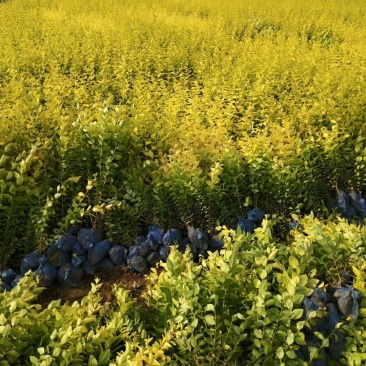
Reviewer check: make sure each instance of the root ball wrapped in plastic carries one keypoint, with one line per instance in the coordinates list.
(351, 212)
(348, 301)
(164, 253)
(216, 243)
(342, 201)
(139, 240)
(319, 295)
(172, 237)
(98, 235)
(155, 235)
(117, 254)
(78, 261)
(153, 258)
(139, 264)
(198, 238)
(66, 242)
(16, 280)
(106, 263)
(8, 276)
(77, 249)
(188, 244)
(315, 342)
(70, 275)
(337, 340)
(4, 287)
(88, 268)
(99, 251)
(144, 249)
(59, 258)
(318, 323)
(86, 238)
(358, 203)
(245, 225)
(132, 253)
(47, 275)
(29, 262)
(256, 215)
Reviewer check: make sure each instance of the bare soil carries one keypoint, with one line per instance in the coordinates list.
(134, 282)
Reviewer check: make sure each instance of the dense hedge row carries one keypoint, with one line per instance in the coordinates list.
(119, 114)
(251, 303)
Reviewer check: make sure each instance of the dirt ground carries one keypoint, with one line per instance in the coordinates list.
(135, 282)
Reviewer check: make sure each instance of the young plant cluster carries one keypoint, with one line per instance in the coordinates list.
(256, 301)
(116, 113)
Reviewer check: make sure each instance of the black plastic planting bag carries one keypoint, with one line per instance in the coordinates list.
(117, 254)
(16, 280)
(86, 238)
(139, 240)
(98, 235)
(351, 212)
(192, 235)
(4, 287)
(70, 275)
(155, 235)
(139, 264)
(313, 341)
(342, 201)
(172, 237)
(153, 258)
(246, 225)
(203, 253)
(348, 301)
(144, 249)
(164, 253)
(47, 275)
(256, 215)
(337, 340)
(358, 203)
(78, 249)
(59, 258)
(198, 238)
(319, 296)
(53, 248)
(29, 262)
(294, 225)
(319, 323)
(132, 253)
(8, 276)
(106, 263)
(216, 243)
(66, 242)
(88, 269)
(98, 251)
(78, 260)
(193, 249)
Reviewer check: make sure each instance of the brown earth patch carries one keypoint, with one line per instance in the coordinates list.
(134, 282)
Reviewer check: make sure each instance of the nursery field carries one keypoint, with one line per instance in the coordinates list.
(118, 115)
(122, 113)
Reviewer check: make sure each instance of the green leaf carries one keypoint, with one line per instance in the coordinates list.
(291, 354)
(294, 263)
(92, 361)
(210, 307)
(258, 333)
(280, 353)
(209, 319)
(297, 314)
(104, 357)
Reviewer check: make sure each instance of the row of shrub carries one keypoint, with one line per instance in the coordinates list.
(118, 113)
(257, 301)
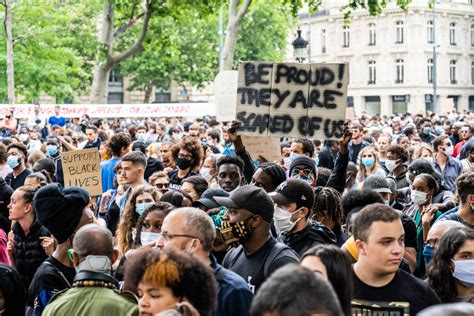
____________
Write out the stretch from the line containing "Reviewer check: make sure each instance of the green" through the end of the items, with the requests included. Multiply every coordinate in the answers by 1.55, rounding to whole numbers with halves going up, and leave the pictures out.

▶ _The response_
Reviewer check: make sure each instance of the green leaf carries one keypoint, with one line per instance in the coordinates list.
(451, 549)
(456, 408)
(143, 560)
(326, 476)
(400, 516)
(434, 547)
(324, 494)
(460, 487)
(161, 553)
Reviewer check: make sure each instance of the row of shrub carries one keypoint, with one line per instance in the coordinates list.
(183, 175)
(398, 467)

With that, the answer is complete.